> [Stated goal] Every entry below should be repeated exactly; the pictures should not.

> [Records to use]
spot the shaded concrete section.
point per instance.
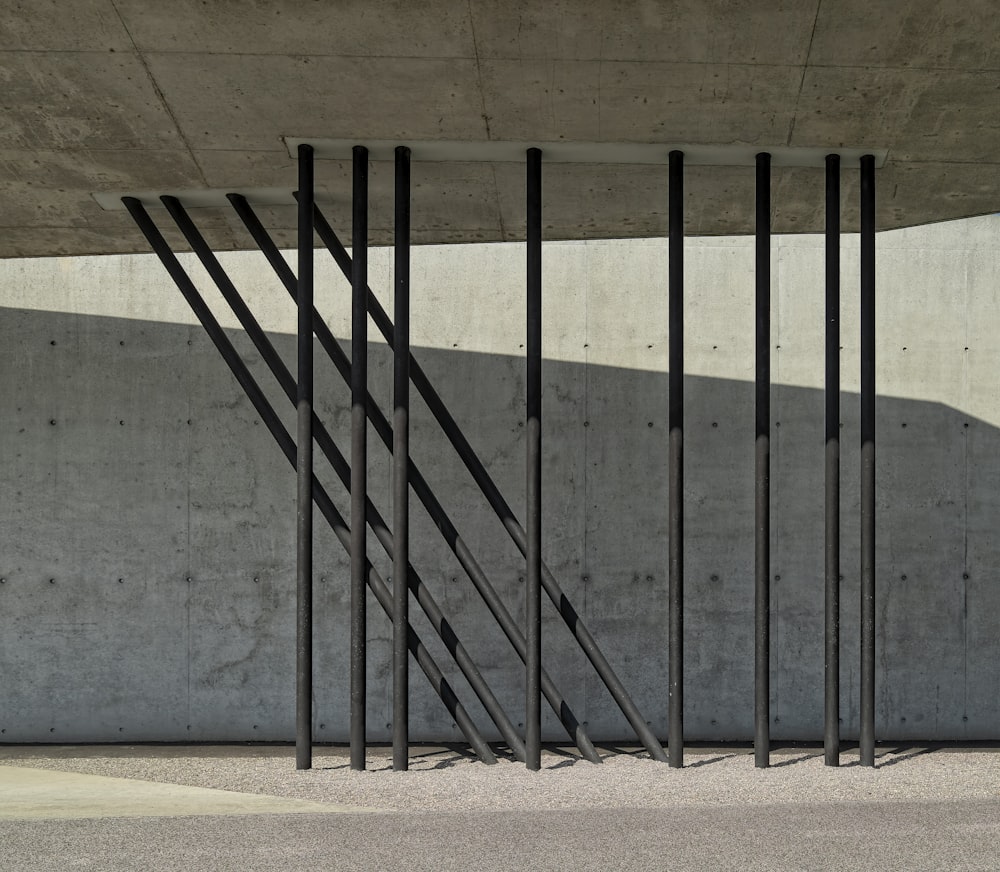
(38, 794)
(147, 577)
(111, 96)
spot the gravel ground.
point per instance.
(443, 779)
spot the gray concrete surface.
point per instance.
(147, 577)
(126, 95)
(921, 809)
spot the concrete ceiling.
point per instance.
(134, 95)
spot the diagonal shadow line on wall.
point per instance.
(120, 486)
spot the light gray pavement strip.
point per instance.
(830, 836)
(40, 794)
(920, 809)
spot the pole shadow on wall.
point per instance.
(148, 588)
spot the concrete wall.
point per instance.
(147, 520)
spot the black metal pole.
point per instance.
(280, 434)
(675, 461)
(359, 458)
(332, 453)
(400, 468)
(831, 707)
(571, 618)
(762, 468)
(303, 467)
(378, 525)
(867, 731)
(533, 575)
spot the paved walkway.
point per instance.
(246, 808)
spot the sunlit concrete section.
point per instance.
(42, 794)
(134, 96)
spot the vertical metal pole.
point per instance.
(867, 731)
(400, 468)
(533, 574)
(675, 461)
(303, 468)
(831, 708)
(359, 456)
(762, 467)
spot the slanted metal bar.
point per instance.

> [The response]
spot the shaded concrete section.
point per instance.
(38, 794)
(147, 577)
(111, 96)
spot the gravel ground.
point per instance.
(443, 779)
spot the gray concrete surface.
point per instance.
(147, 577)
(126, 95)
(921, 809)
spot the concrete ceiling.
point per instance.
(134, 95)
spot the diagonal shadow line on wall.
point per instance.
(120, 486)
spot the light gray pavement strip.
point per instance.
(830, 836)
(40, 794)
(920, 809)
spot the pole shadow on wall.
point per instance.
(148, 588)
spot the concrete wall.
point per instance.
(147, 520)
spot the black metal pole.
point per instance.
(280, 434)
(675, 461)
(359, 458)
(332, 453)
(400, 468)
(831, 707)
(571, 618)
(762, 468)
(303, 467)
(378, 525)
(867, 731)
(533, 575)
spot the paved walkway.
point per instance.
(246, 808)
spot the sunlit concrete section.
point per instance.
(42, 794)
(134, 96)
spot the vertical metal pole.
point per instance.
(867, 731)
(400, 468)
(533, 574)
(675, 461)
(303, 468)
(831, 708)
(359, 456)
(762, 467)
spot the slanted metal bar.
point per instance.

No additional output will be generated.